===== WORKING DATA =====

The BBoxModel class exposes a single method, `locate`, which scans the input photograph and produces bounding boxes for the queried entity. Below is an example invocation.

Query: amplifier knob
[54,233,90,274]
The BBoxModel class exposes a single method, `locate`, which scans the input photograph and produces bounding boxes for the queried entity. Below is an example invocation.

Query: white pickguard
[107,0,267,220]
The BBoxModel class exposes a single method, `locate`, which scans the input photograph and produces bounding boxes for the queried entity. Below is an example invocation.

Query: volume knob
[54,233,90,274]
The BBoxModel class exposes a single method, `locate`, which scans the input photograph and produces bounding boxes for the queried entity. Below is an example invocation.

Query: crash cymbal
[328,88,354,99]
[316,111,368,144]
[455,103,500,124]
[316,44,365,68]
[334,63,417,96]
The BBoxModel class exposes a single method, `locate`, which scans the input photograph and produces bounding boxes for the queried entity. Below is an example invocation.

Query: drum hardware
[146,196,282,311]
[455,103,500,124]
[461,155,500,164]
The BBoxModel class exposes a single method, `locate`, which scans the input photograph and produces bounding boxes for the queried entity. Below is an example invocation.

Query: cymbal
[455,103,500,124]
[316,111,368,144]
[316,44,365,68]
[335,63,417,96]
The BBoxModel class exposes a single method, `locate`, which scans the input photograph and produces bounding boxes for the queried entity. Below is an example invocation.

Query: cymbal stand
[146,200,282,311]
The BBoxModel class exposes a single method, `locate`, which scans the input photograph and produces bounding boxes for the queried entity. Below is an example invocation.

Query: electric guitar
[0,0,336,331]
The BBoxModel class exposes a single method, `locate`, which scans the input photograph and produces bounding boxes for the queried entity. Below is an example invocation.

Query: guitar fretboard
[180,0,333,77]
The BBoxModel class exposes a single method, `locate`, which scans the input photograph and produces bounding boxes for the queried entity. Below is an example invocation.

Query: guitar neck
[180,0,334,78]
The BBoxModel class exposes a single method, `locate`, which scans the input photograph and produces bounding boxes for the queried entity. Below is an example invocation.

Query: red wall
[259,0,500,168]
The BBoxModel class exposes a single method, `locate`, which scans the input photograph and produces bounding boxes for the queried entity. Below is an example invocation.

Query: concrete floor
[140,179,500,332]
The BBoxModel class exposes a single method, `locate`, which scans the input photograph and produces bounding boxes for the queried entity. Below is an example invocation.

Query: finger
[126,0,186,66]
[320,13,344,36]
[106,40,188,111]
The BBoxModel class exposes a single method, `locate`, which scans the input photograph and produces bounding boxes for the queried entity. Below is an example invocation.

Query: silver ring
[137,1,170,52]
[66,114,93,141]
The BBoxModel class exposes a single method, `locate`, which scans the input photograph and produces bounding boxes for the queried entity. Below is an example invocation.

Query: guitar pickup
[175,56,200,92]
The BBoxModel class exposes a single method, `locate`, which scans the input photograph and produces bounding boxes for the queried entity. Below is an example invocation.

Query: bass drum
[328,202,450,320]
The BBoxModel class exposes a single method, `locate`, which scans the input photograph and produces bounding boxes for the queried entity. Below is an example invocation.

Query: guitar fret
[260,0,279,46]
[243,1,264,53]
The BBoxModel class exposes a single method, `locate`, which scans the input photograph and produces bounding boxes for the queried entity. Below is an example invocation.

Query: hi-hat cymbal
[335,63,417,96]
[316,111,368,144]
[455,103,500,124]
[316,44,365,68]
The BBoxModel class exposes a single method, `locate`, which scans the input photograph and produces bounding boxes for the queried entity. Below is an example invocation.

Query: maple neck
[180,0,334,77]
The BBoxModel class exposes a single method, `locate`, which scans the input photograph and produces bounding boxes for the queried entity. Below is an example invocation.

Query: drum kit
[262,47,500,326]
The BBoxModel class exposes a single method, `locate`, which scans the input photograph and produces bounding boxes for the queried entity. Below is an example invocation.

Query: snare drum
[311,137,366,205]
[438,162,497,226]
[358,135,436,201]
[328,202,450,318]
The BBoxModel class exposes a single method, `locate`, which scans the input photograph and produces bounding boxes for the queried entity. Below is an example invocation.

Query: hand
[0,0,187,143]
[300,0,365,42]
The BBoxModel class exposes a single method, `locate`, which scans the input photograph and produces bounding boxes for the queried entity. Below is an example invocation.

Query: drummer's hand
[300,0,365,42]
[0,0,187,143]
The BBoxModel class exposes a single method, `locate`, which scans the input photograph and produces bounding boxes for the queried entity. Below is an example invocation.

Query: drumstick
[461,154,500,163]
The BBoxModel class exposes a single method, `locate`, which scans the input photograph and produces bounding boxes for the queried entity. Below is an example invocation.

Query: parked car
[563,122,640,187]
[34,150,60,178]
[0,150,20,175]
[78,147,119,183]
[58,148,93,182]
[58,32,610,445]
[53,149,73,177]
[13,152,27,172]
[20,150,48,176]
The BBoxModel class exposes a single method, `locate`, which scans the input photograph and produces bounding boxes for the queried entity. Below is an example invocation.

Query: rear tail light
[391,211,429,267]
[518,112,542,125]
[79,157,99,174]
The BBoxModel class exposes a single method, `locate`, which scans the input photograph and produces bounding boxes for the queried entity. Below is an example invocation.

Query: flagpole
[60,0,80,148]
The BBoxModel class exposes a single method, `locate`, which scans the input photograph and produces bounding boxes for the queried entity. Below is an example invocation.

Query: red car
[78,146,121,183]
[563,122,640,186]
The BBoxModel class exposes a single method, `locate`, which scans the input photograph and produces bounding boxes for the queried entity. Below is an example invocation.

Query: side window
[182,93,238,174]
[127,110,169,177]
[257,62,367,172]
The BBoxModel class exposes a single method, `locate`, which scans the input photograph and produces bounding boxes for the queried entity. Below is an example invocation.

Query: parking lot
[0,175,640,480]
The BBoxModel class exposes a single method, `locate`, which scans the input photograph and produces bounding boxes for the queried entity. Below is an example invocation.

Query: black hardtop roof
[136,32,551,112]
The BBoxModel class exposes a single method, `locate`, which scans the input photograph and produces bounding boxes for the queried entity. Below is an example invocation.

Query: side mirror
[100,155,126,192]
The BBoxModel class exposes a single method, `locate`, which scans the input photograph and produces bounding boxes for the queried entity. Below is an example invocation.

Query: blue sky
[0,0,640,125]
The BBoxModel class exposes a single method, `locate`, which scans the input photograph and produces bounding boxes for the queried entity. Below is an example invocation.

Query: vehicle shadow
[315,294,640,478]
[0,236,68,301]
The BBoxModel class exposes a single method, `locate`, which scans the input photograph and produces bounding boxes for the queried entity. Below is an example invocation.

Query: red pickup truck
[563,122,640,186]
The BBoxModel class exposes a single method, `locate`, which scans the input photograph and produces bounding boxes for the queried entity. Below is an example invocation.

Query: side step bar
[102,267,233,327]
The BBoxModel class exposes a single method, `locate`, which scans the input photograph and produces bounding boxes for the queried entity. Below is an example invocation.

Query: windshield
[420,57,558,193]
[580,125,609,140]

=====
===== WORKING DATA =====

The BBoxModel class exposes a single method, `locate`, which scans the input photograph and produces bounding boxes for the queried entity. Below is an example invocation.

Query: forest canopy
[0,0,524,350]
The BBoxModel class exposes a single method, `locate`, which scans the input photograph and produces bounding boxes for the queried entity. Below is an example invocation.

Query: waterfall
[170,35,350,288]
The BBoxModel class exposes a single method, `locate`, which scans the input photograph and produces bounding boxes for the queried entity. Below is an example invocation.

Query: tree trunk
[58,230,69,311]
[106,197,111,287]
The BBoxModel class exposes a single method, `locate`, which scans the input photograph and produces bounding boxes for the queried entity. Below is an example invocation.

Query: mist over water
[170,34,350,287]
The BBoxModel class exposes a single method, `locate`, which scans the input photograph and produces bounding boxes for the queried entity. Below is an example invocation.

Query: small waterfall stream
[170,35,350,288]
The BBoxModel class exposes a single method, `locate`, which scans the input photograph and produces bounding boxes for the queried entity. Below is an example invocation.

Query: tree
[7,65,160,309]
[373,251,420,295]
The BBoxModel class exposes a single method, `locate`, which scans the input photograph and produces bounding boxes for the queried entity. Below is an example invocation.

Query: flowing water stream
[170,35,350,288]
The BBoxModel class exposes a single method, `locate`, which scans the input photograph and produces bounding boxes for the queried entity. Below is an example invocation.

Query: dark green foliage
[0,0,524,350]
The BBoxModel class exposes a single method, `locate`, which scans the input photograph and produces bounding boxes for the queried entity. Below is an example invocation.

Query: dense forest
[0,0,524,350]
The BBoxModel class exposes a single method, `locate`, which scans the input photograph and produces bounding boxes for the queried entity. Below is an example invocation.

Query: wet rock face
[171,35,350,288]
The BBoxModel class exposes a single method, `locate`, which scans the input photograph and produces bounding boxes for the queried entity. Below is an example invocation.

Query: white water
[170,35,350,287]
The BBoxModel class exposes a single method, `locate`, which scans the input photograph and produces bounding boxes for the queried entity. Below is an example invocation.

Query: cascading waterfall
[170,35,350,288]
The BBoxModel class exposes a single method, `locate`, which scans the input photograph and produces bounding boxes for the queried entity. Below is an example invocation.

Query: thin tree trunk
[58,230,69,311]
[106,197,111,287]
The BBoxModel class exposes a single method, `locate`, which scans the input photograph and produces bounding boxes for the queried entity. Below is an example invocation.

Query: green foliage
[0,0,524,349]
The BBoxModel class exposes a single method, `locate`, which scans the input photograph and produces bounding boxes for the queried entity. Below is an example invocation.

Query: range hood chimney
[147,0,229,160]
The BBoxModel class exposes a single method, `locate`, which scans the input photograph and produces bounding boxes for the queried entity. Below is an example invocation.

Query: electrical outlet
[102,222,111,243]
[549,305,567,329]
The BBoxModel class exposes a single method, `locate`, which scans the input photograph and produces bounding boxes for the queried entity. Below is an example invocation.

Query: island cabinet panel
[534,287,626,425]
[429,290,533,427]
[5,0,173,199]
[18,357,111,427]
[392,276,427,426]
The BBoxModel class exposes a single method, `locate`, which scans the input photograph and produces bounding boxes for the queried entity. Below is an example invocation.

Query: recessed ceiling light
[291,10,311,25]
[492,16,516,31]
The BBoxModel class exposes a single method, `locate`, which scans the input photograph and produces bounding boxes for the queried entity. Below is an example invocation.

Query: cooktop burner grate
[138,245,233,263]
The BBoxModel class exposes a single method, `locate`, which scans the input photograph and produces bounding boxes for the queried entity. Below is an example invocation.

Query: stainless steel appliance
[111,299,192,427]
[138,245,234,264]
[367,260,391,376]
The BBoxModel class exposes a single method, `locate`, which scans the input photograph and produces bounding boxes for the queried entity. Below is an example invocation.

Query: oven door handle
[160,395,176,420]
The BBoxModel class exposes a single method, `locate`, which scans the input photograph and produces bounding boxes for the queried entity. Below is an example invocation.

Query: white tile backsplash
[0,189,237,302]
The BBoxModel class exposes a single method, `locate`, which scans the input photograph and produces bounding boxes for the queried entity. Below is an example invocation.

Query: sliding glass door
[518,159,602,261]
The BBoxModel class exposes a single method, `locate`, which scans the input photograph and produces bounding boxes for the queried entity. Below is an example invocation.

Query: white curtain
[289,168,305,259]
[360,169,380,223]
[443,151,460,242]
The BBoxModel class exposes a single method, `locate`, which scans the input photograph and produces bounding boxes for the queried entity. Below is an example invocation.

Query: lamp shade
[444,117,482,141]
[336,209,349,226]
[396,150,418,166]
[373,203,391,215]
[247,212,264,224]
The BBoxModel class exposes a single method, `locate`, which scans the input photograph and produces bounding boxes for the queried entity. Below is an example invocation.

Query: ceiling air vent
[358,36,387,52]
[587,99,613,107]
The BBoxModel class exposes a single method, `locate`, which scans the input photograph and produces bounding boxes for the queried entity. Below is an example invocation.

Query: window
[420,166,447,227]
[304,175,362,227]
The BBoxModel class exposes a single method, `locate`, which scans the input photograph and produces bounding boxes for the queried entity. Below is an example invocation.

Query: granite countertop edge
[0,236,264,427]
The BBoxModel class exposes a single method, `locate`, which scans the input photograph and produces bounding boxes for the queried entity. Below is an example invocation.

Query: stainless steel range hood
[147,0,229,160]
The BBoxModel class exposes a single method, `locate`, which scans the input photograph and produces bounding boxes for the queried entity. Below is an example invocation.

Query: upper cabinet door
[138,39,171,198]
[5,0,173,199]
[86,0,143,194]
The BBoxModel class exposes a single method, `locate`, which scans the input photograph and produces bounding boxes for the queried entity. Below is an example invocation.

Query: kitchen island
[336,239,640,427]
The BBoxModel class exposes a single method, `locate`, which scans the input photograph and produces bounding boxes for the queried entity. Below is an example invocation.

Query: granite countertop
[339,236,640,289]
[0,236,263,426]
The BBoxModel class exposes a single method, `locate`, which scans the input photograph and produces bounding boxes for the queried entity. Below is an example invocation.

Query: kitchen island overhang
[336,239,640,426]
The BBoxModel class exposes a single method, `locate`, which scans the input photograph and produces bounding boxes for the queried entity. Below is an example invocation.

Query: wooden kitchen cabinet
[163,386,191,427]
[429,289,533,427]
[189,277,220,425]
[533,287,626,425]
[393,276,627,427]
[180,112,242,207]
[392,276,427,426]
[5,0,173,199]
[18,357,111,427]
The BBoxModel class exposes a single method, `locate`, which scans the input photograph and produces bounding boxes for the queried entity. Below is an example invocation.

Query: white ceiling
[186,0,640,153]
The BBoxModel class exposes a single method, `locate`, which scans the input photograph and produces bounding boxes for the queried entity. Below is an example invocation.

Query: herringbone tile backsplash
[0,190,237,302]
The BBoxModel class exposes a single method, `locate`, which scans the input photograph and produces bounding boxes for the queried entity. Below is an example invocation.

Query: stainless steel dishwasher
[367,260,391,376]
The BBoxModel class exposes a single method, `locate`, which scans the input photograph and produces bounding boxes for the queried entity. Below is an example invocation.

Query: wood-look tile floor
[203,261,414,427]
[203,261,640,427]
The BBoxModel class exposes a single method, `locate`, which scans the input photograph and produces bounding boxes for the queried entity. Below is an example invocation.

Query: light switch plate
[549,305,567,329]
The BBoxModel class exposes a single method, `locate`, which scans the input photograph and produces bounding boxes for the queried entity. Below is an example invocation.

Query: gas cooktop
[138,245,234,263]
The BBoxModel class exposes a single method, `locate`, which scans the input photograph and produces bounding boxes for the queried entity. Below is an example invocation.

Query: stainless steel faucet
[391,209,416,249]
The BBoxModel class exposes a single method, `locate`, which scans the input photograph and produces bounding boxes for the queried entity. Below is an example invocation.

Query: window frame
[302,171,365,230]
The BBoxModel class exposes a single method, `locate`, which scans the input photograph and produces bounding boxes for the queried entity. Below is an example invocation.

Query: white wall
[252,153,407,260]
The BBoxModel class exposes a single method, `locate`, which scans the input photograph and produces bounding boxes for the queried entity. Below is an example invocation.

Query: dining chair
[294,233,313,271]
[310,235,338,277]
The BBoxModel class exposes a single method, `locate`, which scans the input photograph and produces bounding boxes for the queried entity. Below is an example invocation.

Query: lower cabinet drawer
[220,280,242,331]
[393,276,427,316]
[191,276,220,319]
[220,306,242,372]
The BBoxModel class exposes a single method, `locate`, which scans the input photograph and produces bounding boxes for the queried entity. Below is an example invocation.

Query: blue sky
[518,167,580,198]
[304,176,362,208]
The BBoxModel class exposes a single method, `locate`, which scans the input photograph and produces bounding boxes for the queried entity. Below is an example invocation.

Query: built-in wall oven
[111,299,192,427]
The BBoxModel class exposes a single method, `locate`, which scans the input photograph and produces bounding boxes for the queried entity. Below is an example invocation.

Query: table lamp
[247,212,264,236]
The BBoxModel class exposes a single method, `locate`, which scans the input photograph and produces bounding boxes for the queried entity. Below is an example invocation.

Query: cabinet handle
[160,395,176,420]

=====

_REQUIREMENTS_: Please filter the rows above and copy each line that contains the word "backsplash", keeping only those lines. Case counts.

_RESULT FOR THIS EXERCISE_:
Query: white tile backsplash
Query: herringbone tile backsplash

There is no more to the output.